● **Work required**:
Copy out every one of the following items line for line, changing no character.

● **Entries**:
------------------------------------

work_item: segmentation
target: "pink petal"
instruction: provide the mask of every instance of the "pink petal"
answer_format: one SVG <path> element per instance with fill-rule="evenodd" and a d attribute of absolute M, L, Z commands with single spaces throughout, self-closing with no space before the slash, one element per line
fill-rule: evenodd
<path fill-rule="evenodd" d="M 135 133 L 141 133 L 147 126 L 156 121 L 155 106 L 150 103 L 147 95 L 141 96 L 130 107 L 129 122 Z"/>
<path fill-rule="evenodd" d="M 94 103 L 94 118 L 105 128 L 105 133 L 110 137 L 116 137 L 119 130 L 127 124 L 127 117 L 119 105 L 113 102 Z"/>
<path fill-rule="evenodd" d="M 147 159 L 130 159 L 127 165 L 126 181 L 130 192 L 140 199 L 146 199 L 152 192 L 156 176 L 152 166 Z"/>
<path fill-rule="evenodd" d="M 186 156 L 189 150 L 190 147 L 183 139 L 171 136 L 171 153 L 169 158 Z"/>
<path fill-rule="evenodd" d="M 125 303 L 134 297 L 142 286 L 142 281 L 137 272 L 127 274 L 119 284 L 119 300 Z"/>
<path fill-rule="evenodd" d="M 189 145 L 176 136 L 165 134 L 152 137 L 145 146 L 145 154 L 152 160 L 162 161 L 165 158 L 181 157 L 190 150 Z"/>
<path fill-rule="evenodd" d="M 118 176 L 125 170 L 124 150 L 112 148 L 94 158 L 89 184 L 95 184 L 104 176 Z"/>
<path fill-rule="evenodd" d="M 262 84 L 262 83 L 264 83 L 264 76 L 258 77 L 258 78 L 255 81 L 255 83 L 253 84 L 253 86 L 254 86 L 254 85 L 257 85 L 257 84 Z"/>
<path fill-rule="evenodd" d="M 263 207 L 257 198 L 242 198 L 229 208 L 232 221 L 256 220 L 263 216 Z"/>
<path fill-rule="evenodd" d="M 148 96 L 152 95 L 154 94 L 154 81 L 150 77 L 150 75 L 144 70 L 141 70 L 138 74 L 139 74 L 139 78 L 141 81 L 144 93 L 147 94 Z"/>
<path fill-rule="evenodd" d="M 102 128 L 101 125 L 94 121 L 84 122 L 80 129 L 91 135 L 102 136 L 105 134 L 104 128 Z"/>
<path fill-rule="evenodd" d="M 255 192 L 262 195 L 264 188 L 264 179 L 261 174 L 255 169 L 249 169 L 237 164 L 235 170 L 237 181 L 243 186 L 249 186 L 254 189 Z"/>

------------------------------------

● **Exercise answer**:
work_item: segmentation
target: "pink petal"
instruction: provide the mask of every instance of the "pink petal"
answer_format: one SVG <path> element per instance with fill-rule="evenodd" and a d attribute of absolute M, L, Z commands with single spaces throughout, self-closing with no space before the slash, one element per line
fill-rule: evenodd
<path fill-rule="evenodd" d="M 135 133 L 141 133 L 147 126 L 156 121 L 155 106 L 150 103 L 147 95 L 141 96 L 130 107 L 129 122 Z"/>
<path fill-rule="evenodd" d="M 94 103 L 94 118 L 105 128 L 105 133 L 110 137 L 116 137 L 119 130 L 127 124 L 127 117 L 119 105 L 113 102 Z"/>
<path fill-rule="evenodd" d="M 147 159 L 130 159 L 127 165 L 126 181 L 130 192 L 140 199 L 146 199 L 152 192 L 156 176 L 152 166 Z"/>
<path fill-rule="evenodd" d="M 186 156 L 189 150 L 190 147 L 183 139 L 171 136 L 171 153 L 169 158 Z"/>
<path fill-rule="evenodd" d="M 125 303 L 134 297 L 142 286 L 142 281 L 137 272 L 127 274 L 119 284 L 119 300 Z"/>
<path fill-rule="evenodd" d="M 189 145 L 176 136 L 165 134 L 152 137 L 145 146 L 145 154 L 152 160 L 162 161 L 165 158 L 181 157 L 190 150 Z"/>
<path fill-rule="evenodd" d="M 118 176 L 125 170 L 124 150 L 112 148 L 94 158 L 89 184 L 95 184 L 104 176 Z"/>
<path fill-rule="evenodd" d="M 262 84 L 262 83 L 264 83 L 264 76 L 258 77 L 258 78 L 255 81 L 255 83 L 253 84 L 253 86 L 254 86 L 254 85 L 257 85 L 257 84 Z"/>
<path fill-rule="evenodd" d="M 263 207 L 257 198 L 242 198 L 229 208 L 232 221 L 256 220 L 263 216 Z"/>
<path fill-rule="evenodd" d="M 148 96 L 152 95 L 154 94 L 154 81 L 150 77 L 150 75 L 144 70 L 141 70 L 138 74 L 139 74 L 139 78 L 141 81 L 144 93 L 147 94 Z"/>
<path fill-rule="evenodd" d="M 102 128 L 101 125 L 94 121 L 84 122 L 80 129 L 91 135 L 102 136 L 105 134 L 104 128 Z"/>
<path fill-rule="evenodd" d="M 255 192 L 262 195 L 264 188 L 264 179 L 261 174 L 255 169 L 249 169 L 237 164 L 235 170 L 237 181 L 243 186 L 249 186 L 254 189 Z"/>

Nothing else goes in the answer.